WORK ITEM
If a line in the data below includes the string "grass", please return a copy of it.

INPUT DATA
# # #
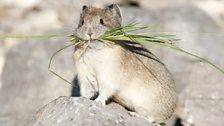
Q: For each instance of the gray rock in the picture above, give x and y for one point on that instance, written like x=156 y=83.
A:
x=73 y=111
x=26 y=82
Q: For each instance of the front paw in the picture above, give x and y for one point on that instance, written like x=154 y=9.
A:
x=100 y=101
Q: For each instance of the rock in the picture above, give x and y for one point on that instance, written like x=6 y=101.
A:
x=2 y=61
x=69 y=111
x=203 y=98
x=26 y=82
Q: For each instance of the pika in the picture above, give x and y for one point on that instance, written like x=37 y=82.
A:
x=125 y=72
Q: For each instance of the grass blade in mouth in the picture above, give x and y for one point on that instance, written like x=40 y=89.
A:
x=32 y=36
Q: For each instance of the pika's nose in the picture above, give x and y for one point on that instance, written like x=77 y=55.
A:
x=90 y=34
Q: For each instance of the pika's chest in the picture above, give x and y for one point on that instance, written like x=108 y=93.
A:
x=96 y=55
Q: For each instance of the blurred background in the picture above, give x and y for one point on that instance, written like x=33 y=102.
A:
x=26 y=84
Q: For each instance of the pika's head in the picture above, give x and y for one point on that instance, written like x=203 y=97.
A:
x=96 y=21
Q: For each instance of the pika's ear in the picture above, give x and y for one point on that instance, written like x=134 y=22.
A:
x=115 y=10
x=84 y=7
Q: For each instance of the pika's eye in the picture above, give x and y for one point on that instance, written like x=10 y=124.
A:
x=101 y=21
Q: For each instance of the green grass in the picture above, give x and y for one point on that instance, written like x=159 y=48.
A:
x=127 y=33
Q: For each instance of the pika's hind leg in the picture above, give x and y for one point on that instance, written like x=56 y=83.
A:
x=105 y=92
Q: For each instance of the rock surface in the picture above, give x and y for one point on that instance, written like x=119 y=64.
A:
x=73 y=111
x=27 y=83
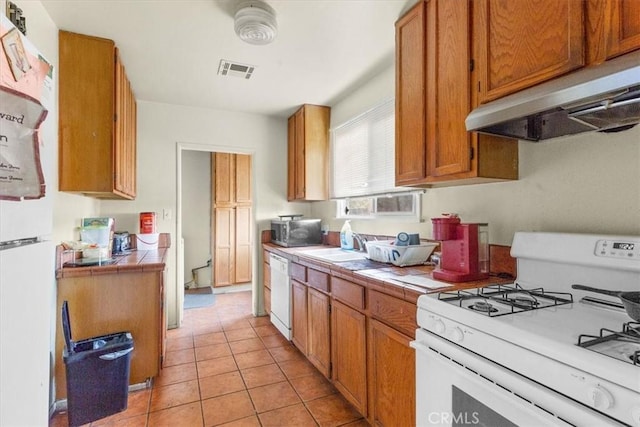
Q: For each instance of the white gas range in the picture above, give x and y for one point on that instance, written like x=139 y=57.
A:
x=536 y=352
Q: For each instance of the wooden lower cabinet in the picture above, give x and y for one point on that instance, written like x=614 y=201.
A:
x=319 y=331
x=109 y=303
x=392 y=395
x=349 y=354
x=299 y=315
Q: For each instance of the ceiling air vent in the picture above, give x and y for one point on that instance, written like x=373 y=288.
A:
x=235 y=69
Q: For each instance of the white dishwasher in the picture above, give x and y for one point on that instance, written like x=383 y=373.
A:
x=280 y=294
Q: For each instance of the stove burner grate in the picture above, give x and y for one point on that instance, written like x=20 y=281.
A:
x=483 y=306
x=514 y=297
x=630 y=334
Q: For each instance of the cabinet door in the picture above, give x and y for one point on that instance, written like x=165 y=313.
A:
x=299 y=315
x=87 y=106
x=410 y=154
x=291 y=158
x=308 y=143
x=448 y=87
x=299 y=155
x=125 y=135
x=243 y=178
x=349 y=354
x=315 y=152
x=319 y=339
x=392 y=377
x=522 y=43
x=243 y=244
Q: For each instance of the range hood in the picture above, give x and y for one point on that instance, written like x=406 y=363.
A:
x=605 y=98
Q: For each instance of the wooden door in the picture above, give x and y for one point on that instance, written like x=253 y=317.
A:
x=224 y=182
x=299 y=155
x=299 y=325
x=291 y=158
x=410 y=128
x=392 y=377
x=124 y=134
x=232 y=218
x=319 y=337
x=349 y=354
x=523 y=43
x=448 y=87
x=224 y=238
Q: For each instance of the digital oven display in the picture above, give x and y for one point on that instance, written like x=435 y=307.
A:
x=623 y=246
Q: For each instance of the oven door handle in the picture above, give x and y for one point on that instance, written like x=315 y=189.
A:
x=419 y=345
x=436 y=351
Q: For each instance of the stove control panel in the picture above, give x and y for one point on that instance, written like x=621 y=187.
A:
x=624 y=249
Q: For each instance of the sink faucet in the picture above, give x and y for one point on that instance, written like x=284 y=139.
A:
x=362 y=242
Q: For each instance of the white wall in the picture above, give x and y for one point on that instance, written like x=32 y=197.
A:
x=196 y=210
x=587 y=183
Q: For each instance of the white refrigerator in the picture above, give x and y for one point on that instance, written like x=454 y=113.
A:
x=27 y=276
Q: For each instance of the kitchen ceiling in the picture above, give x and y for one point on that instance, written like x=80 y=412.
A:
x=171 y=49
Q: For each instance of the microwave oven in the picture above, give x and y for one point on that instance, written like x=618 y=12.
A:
x=296 y=231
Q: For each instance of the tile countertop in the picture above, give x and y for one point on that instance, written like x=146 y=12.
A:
x=135 y=261
x=386 y=278
x=132 y=262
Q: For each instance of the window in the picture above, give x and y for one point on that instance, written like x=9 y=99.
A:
x=395 y=205
x=363 y=167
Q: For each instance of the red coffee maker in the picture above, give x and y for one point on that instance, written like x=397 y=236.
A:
x=465 y=249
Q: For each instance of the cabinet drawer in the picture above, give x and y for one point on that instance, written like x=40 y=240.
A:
x=398 y=314
x=318 y=279
x=298 y=272
x=348 y=292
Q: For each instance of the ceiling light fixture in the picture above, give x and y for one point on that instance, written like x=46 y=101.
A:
x=255 y=22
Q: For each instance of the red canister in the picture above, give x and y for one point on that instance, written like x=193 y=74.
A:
x=147 y=222
x=445 y=228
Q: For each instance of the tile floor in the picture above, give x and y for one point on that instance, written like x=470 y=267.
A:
x=226 y=367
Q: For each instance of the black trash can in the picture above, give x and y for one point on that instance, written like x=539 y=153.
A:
x=97 y=374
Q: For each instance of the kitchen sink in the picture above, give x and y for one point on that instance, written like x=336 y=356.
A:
x=334 y=254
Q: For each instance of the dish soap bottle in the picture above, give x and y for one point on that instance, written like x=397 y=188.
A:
x=346 y=236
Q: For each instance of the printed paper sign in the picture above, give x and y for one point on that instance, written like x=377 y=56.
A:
x=20 y=171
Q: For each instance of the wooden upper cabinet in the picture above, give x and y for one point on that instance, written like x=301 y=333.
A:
x=232 y=179
x=434 y=96
x=522 y=43
x=308 y=153
x=448 y=87
x=97 y=119
x=411 y=167
x=613 y=28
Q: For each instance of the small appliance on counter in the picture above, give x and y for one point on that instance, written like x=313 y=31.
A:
x=121 y=242
x=465 y=249
x=293 y=230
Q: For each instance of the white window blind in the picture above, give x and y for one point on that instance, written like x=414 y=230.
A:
x=363 y=154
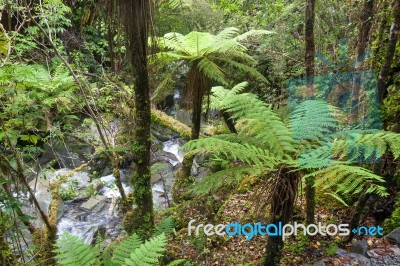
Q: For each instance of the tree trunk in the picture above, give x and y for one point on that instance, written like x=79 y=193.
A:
x=366 y=16
x=137 y=16
x=391 y=48
x=282 y=205
x=198 y=84
x=358 y=211
x=310 y=91
x=229 y=122
x=310 y=47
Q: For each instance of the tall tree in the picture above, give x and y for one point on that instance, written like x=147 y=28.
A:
x=391 y=48
x=310 y=72
x=137 y=19
x=365 y=23
x=208 y=56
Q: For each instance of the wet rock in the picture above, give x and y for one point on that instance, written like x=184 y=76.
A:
x=77 y=182
x=394 y=236
x=110 y=189
x=359 y=247
x=100 y=165
x=70 y=152
x=162 y=133
x=93 y=202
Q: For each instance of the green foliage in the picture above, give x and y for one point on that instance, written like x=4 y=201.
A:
x=210 y=54
x=393 y=221
x=124 y=249
x=166 y=227
x=71 y=250
x=30 y=93
x=148 y=253
x=312 y=120
x=264 y=142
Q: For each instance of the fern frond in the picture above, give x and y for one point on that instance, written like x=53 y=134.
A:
x=124 y=249
x=246 y=153
x=148 y=253
x=348 y=179
x=312 y=120
x=227 y=177
x=260 y=122
x=166 y=226
x=72 y=251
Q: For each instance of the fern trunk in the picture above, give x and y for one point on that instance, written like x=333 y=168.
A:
x=358 y=211
x=283 y=197
x=137 y=16
x=198 y=85
x=391 y=49
x=310 y=72
x=310 y=200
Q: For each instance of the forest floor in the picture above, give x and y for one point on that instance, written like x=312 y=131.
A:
x=299 y=250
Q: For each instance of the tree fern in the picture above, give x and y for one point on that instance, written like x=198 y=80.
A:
x=124 y=249
x=148 y=253
x=312 y=120
x=208 y=58
x=313 y=141
x=348 y=179
x=166 y=227
x=73 y=251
# # #
SOLUTION BELOW
Q: For each instance of the grass blade in mouth in the picture above, give x and y for one point on that instance, written like x=40 y=89.
Q: For each instance of the green grass in the picture above, give x and y for one point on that instance, written like x=159 y=48.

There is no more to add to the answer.